• _Requirement_:
From the funeral home passage below, list every professional association the company says it belongs to, giving each name with its abbreviation.

• _Passage_:
= = =
Terence MacSwiney's funeral leaving Cork's North Cathedral. The funeral was directed by O'Connor Bros. Pic: Mercier Archives
Terence MacSwiney's funeral leaving Cork's North Cathedral. The funeral was directed by O'Connor Bros. Pic: Mercier Archives

Terence O'Connor of Shandon Street joined us at North Gate Bridge in 2004 when he found it difficult to operate from his former premises, in the middle of Shandon Street, due to parking restrictions. 

Other funeral businesses such as Frederick Bogan of Merchants Quay, R.Cronin & Sons of Sullivans Quay and Desmonds of Conway's Yard have merged with O'Connor Bros. Funeral Homes Ltd. over the years.

O'Connor Bros Funeral Homes is the innovator in the funeral industry and we are proud of the fact that we have given a continuous personal service since the company's inception almost 130 years ago. 

That's over a million hours of unbroken service to bereaved families. The company has carried out the funeral arrangements of many famous Corkonians such as Terence McSwiney, Tomás McCurtin, former Taoiseach Jack Jynch, Hugh Coveney, Gerald Goldberg and Bishops Daniel Coughlan, Cornelius Lucey and Michael Murphy.

We are founder members of the Irish Association of Funeral Directors (I.A.F.D.) and are Members of the British Institute of Embalmers (B.I.E.) and the Professional Embalmers Association of Ireland (P.E.A.I.)

Tell us about your staff. 

We have 14 full-time staff members who are dedicated to the Funeral Business. We have a very small turnover of staff - most have been with us 20+years, some in excess of 40 years.
= = =
• _Extracted data_:
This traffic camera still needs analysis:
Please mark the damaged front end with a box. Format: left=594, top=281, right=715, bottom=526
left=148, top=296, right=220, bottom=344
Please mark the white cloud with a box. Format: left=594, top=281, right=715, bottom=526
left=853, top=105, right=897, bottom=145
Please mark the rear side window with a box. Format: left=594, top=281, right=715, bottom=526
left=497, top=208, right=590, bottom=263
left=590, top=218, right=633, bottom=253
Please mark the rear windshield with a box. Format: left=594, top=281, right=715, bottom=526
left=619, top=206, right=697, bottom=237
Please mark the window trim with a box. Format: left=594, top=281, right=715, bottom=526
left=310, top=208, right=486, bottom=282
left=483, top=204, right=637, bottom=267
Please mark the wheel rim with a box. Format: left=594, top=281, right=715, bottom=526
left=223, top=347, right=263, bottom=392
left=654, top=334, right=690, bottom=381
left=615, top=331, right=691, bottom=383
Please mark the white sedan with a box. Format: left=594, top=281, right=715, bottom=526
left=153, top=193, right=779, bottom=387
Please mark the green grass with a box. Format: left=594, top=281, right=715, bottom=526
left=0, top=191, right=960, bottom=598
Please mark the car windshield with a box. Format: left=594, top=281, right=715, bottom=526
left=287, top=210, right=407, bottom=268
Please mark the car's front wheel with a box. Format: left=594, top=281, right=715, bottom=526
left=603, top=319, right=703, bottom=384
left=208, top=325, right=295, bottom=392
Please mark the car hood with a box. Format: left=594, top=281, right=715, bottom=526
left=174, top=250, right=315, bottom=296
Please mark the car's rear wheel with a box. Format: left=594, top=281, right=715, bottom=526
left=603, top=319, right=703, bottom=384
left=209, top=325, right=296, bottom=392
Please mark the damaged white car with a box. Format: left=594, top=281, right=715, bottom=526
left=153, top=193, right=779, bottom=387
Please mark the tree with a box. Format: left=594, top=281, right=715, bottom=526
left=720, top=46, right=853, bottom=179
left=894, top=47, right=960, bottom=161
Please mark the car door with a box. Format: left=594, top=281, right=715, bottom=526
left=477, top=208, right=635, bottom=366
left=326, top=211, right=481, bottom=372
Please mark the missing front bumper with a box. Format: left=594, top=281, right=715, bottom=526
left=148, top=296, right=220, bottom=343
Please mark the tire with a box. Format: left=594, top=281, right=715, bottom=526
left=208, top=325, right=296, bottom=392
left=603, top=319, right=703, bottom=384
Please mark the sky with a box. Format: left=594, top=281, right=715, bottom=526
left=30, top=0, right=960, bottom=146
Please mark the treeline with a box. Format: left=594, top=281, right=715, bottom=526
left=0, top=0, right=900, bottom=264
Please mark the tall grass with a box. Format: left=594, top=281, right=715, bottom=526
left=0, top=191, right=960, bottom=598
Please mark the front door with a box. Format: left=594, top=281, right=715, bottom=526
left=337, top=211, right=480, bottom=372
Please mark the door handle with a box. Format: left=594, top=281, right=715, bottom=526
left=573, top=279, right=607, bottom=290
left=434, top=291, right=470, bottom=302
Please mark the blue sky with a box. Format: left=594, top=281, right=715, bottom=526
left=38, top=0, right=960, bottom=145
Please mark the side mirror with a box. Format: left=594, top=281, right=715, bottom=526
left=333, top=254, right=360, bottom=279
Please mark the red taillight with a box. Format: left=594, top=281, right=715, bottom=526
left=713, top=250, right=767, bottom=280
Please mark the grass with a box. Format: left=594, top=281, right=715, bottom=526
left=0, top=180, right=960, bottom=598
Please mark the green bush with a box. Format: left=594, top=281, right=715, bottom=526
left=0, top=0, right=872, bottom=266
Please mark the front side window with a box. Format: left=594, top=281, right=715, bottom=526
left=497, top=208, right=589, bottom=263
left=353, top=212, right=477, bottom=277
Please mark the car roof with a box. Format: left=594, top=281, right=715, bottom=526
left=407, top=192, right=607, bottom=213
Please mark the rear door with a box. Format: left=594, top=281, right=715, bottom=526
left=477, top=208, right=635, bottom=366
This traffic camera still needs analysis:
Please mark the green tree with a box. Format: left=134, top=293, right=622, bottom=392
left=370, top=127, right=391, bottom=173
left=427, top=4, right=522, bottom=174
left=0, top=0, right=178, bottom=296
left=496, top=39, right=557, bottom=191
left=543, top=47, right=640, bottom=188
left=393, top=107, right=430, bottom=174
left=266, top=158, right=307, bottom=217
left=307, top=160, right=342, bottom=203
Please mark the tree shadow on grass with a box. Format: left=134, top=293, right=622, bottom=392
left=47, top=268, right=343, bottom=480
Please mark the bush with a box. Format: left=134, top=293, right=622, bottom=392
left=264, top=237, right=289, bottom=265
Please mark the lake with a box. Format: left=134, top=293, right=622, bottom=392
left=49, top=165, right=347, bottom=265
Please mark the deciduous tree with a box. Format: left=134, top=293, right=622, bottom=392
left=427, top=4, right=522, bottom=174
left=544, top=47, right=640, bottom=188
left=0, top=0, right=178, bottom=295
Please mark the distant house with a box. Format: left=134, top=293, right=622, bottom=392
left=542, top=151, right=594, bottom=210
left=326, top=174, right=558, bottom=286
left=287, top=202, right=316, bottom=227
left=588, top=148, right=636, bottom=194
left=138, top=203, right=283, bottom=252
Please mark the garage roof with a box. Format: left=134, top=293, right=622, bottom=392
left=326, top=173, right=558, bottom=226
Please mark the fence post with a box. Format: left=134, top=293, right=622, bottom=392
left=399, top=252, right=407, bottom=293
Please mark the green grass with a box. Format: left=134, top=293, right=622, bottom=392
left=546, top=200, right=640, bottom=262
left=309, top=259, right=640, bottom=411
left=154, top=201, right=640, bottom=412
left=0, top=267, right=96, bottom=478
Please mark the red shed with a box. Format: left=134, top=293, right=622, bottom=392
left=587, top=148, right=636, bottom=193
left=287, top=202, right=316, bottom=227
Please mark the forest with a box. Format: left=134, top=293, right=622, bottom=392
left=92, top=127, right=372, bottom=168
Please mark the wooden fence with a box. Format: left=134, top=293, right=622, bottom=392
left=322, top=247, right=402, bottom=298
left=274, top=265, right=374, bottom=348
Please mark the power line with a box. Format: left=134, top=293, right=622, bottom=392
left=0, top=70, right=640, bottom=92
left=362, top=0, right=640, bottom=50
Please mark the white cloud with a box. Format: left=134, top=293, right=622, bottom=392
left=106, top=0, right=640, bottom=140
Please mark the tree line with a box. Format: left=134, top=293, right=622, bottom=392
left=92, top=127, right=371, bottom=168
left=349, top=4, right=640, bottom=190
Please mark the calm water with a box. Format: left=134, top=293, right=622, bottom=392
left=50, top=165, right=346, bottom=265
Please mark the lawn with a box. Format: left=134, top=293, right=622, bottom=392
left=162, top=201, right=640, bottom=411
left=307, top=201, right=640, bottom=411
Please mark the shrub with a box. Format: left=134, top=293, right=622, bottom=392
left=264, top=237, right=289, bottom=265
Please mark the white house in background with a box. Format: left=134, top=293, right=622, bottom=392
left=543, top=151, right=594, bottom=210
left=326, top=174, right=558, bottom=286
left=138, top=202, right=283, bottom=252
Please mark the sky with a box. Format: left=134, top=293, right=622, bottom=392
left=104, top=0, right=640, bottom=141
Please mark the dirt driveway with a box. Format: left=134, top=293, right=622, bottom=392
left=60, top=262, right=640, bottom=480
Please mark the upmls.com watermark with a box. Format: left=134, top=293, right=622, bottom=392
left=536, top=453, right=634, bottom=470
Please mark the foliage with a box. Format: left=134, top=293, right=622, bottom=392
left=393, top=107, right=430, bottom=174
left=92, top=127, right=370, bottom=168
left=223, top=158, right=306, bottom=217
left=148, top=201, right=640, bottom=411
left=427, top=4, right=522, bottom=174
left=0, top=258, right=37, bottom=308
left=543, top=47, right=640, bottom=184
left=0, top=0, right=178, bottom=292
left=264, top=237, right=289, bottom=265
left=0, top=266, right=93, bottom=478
= = =
• _Answer below_:
- Irish Association of Funeral Directors (I.A.F.D.)
- British Institute of Embalmers (B.I.E.)
- Professional Embalmers Association of Ireland (P.E.A.I.)